● **WHAT TO PRODUCE**
From the data below, pull out and copy each line that contains the word "gray". Match case exactly.

↓↓↓

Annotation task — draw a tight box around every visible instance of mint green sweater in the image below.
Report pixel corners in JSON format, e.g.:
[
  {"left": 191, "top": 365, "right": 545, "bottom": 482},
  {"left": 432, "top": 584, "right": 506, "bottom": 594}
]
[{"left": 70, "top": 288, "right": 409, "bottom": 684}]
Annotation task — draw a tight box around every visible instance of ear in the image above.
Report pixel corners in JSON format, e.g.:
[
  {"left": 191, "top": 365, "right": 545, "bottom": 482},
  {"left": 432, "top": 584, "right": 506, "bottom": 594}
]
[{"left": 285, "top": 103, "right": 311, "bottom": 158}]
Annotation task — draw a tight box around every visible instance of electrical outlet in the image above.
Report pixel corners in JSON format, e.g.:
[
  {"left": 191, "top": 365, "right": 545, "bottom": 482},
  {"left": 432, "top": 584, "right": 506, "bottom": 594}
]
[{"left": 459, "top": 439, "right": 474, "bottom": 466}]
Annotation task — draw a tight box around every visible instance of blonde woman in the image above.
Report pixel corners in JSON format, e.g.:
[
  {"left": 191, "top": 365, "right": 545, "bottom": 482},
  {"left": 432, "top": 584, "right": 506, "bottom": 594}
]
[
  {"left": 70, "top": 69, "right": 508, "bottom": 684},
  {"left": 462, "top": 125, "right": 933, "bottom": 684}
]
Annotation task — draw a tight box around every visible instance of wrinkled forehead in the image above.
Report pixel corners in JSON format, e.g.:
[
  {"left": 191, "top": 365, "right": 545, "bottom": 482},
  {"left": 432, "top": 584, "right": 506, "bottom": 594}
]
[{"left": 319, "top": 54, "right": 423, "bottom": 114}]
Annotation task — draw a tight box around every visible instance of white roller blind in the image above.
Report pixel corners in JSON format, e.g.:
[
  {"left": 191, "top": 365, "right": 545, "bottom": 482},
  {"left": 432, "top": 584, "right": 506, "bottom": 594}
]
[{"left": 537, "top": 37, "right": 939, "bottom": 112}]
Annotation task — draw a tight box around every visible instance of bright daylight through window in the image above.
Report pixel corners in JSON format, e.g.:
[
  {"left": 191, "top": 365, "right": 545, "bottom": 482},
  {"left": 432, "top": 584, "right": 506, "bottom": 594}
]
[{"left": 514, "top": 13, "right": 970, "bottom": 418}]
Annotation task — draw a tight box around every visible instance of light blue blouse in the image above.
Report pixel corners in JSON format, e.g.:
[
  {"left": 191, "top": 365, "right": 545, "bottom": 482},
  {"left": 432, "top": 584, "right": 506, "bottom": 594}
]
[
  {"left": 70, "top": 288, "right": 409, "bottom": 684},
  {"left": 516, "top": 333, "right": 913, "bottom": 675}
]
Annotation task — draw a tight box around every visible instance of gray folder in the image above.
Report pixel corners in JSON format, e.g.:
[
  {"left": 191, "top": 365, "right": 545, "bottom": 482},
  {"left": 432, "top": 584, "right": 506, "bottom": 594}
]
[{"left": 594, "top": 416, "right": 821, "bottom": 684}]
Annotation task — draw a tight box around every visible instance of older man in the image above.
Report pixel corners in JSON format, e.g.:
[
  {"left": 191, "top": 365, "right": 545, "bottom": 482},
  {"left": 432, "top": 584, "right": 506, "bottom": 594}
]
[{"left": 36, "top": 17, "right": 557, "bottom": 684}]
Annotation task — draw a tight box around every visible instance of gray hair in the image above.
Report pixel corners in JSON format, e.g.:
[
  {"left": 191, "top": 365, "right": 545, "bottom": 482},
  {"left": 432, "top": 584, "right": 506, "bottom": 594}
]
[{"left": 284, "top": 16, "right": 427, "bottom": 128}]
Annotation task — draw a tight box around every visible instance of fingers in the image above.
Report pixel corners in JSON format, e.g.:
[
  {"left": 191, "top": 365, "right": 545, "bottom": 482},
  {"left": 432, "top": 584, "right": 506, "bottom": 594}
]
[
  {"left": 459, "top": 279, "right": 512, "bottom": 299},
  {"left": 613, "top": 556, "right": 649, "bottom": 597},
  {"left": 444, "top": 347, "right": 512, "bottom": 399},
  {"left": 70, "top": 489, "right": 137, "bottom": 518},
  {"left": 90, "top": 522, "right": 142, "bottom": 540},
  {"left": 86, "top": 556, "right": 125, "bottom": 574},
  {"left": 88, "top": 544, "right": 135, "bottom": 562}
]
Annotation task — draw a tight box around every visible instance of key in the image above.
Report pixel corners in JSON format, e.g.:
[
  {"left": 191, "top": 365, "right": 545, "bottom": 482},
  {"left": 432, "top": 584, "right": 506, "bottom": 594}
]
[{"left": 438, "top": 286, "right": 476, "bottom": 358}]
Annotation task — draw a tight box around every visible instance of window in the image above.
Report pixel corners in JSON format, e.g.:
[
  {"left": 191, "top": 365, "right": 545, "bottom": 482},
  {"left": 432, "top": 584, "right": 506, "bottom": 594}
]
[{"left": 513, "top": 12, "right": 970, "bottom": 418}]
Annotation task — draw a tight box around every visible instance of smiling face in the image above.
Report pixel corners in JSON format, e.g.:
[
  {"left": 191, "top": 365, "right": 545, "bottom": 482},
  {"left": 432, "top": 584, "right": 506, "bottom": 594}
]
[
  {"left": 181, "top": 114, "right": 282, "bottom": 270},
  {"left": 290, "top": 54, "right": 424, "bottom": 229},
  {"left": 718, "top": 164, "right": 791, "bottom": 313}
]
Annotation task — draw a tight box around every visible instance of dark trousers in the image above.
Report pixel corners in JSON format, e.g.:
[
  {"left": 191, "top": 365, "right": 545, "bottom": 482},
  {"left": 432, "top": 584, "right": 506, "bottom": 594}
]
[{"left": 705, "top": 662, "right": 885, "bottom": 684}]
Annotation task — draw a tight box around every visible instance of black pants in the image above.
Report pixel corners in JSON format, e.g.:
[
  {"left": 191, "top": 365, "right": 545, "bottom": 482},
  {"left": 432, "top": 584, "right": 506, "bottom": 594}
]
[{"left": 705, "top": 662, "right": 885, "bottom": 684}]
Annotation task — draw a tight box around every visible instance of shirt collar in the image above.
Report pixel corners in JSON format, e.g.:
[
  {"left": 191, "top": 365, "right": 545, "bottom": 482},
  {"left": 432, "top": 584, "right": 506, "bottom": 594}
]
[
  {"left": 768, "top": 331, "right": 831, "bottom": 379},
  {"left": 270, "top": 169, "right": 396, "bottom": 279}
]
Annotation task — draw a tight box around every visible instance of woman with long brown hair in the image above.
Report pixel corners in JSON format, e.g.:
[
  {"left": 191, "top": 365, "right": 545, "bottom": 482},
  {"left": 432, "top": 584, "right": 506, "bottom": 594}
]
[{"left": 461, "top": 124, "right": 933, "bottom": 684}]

↑↑↑

● **TASK ANSWER**
Annotation task — draw a tight box around every visible instance of gray folder in the image above.
Annotation task — draw a tight box around every visible instance of gray hair in the image above.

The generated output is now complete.